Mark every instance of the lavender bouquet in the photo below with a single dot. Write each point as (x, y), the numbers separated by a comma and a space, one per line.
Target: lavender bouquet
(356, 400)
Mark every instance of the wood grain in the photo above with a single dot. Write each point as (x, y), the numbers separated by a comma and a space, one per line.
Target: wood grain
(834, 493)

* **What to do**
Copy out the records above line for line, exactly as they appear.

* **Response to the task**
Mark every instance of the lavender bouquet in the photo below with a single dot. Write each point as (x, y), the numbers separated by a comma and a space, one per line.
Target: lavender bouquet
(356, 400)
Mark every instance of the wood grain in the photo above with a single dot. Write each point as (x, y), the numbers separated by a comma and a space, one per line.
Target: wood grain
(834, 493)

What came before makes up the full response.